Do this ::
Collect every line of the entries below that contains the word "wooden" and copy each one.

Entries excerpted from a collection ::
## begin

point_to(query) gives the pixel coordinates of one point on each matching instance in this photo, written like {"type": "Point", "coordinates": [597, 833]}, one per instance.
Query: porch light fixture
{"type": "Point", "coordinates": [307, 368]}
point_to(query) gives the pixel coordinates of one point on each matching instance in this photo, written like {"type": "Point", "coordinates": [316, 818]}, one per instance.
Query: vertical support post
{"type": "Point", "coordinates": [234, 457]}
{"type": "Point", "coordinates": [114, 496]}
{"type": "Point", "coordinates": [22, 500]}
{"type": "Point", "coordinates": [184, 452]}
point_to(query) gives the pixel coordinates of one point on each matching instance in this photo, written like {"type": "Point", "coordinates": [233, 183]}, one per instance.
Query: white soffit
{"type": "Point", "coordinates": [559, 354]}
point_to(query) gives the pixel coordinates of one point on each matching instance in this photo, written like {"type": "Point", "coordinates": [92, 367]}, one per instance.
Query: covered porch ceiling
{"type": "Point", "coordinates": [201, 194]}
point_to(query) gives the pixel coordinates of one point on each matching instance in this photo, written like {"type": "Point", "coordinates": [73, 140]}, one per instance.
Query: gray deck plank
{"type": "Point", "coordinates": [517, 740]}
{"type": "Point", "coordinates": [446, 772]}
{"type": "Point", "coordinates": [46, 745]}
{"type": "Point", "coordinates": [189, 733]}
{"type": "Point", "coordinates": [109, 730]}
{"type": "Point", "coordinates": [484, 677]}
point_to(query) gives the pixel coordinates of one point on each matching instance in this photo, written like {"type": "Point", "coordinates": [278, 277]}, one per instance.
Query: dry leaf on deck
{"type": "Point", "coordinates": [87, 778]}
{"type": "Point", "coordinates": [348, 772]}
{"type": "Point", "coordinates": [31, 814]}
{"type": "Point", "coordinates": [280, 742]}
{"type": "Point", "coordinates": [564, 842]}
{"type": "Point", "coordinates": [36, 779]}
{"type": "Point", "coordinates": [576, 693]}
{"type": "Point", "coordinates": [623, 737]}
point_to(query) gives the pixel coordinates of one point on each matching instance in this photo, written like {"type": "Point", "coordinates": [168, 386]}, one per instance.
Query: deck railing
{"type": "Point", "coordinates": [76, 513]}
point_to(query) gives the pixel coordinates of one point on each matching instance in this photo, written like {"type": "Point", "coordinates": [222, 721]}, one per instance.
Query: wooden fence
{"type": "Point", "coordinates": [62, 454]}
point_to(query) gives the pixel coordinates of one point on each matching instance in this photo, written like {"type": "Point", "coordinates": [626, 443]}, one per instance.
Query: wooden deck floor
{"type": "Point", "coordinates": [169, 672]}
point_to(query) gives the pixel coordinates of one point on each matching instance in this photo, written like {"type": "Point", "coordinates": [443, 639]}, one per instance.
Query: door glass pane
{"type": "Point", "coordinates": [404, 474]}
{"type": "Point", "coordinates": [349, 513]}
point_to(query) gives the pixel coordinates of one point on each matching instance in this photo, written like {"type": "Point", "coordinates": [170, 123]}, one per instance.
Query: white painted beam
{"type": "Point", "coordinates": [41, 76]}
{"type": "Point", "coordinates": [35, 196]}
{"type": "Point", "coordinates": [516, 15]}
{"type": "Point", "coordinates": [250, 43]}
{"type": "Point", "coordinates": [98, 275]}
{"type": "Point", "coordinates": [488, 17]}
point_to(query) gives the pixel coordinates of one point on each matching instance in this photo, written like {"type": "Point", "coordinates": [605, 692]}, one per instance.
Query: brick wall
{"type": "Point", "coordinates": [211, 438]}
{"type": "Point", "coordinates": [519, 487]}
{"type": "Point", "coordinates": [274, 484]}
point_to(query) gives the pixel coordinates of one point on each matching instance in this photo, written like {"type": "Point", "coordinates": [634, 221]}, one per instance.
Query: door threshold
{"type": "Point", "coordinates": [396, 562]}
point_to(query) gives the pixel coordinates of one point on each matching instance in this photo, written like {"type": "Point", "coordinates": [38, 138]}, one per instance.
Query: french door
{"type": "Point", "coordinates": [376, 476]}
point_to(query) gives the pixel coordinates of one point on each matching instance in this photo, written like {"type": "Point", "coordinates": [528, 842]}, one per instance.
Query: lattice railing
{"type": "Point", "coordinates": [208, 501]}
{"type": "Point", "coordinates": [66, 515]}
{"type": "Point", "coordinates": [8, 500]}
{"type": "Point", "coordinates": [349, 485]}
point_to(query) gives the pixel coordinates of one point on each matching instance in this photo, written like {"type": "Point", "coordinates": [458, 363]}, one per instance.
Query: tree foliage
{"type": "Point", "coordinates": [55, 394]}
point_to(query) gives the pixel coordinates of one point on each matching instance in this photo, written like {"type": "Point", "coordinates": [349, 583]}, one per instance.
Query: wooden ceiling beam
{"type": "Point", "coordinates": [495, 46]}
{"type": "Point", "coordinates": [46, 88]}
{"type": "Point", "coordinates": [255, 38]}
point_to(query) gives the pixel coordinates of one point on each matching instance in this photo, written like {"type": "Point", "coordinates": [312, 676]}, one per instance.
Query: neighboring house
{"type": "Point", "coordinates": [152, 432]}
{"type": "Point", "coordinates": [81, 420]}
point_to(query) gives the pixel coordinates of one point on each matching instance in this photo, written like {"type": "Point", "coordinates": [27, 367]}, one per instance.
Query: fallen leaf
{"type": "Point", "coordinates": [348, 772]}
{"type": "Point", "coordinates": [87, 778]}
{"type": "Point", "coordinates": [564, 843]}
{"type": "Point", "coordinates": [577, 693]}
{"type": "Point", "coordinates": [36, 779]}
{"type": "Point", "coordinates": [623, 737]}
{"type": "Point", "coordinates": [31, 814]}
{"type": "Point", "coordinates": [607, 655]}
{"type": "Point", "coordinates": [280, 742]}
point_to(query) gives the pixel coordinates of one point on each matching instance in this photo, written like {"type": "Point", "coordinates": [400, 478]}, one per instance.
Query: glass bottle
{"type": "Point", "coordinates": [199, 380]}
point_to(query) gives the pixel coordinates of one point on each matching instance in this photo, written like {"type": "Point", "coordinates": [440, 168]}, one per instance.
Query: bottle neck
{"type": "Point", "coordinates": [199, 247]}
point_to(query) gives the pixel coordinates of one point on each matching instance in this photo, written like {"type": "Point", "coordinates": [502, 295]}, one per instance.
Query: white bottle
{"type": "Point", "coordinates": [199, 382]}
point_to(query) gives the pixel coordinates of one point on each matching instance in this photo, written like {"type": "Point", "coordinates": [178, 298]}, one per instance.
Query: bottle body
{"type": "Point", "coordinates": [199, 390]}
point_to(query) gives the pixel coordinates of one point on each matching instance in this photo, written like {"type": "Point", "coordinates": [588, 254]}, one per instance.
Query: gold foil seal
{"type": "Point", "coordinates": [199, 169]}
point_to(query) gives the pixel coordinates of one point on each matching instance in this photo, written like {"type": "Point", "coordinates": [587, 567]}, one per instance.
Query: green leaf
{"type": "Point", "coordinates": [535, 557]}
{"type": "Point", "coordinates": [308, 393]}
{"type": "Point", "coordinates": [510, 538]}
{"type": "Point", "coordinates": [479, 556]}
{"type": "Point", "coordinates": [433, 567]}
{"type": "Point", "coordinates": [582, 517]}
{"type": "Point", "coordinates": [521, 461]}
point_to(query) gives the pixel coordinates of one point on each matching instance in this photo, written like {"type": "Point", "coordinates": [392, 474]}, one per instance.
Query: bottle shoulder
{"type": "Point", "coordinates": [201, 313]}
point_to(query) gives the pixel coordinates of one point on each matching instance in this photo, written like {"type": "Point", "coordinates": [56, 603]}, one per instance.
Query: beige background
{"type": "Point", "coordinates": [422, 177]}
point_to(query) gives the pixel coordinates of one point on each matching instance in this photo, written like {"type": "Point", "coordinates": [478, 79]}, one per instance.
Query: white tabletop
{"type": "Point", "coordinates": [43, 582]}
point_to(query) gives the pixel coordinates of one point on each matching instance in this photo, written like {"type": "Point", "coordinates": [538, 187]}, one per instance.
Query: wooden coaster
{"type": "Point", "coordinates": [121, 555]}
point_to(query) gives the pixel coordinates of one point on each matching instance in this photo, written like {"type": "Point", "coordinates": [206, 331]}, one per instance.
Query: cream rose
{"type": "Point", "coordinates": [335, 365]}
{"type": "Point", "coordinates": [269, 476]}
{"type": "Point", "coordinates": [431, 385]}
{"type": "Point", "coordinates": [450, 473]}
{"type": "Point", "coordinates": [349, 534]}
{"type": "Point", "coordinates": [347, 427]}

## end

Task solution ::
Query: wooden fence
Query: wooden deck floor
Query: wooden ceiling beam
Query: wooden coaster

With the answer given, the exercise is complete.